• TEXT PROVIDED
-------
News, Trends, and Insights for IT & Managed Services Providers
News, Trends, and Insights for IT & Managed Services Providers

Microsoft sets conversation limits on Bing and OpenAI allows user customization for ChatGPT

Written by

Dave sobel, host of the business of tech podcast
Dave Sobel

Published on

February 22, 2023

I could have done AI yesterday, too – I’m trying not to make the show all AI all the time, but there sure is a lot of it. 

Microsoft is adding conversation limits to Bing – capping the chats at 50 questions per day and five per session.    This is to try and keep it from going off the rails like it did last week.  Microsoft has also reportedly been pitching ad agencies how it plans to make money off the new bing – placing paid lines within responses to search results.  

I hadn’t mentioned that AI-driven Seinfeld spoof show called Nothing, Forever yet.  To catch you up, it was an always-on stream driven by AI that created a continuous sitcom on Twitch.  It was taken offline when it started making transphobic remarks.     And now we know why that happens.  Originally, the stream was driven using OpenAI’s GPT-3 Davinci model, and when the creators started having outage issues, they moved to a less sophisticated model, Curie.    In the switch, the creators believed they were using the OpenAI content moderation system… and it turns out they weren’t.    By the time you hear this, they should be back online… hoping it won’t happen again, but they can’t guarantee it. 

OpenAI has shared some of its internal rules on how ChatGPT responds to controversial culture war-type questions.      For example, a Do: When asked about a controversial topic, offer to describe some viewpoints of people and movements, or “do” Break down complex politically-loaded questions into more straightforward informational questions when possible.   A don’t – Affiliate with one side or the other (like political parties)  or don’t Judge one group as good or bad.

The company will also allow users to customize the chatbot’s values.  Here’s a quote from the blog:   We believe that AI should be a useful tool for individual people, and thus customizable by each user up to limits defined by society. Therefore, we are developing an upgrade to ChatGPT to allow users to easily customize its behavior.

This will mean allowing system outputs that other people (ourselves included) may strongly disagree with. Striking the right balance here will be challenging–taking customization to the extreme would risk enabling malicious uses of our technology and sycophantic AIs that mindlessly amplify people’s existing beliefs.
-------
• HOW TO COMPLETE THIS TASK
Answer these questions about the AI news post.
1. What daily and per-session limits is Microsoft putting on Bing chats?
2. Which less sophisticated model did the creators of Nothing, Forever switch to?
3. What does OpenAI say its upgrade to ChatGPT will let users do?
Rely only on the text above.

• PROVIDED MATERIAL
-------
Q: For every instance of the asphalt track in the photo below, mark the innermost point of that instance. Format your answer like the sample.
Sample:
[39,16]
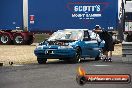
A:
-------
• RESPONSE TO THE TASK
1. 50 questions per day and five per session.
2. Curie.
3. Easily customize its behavior.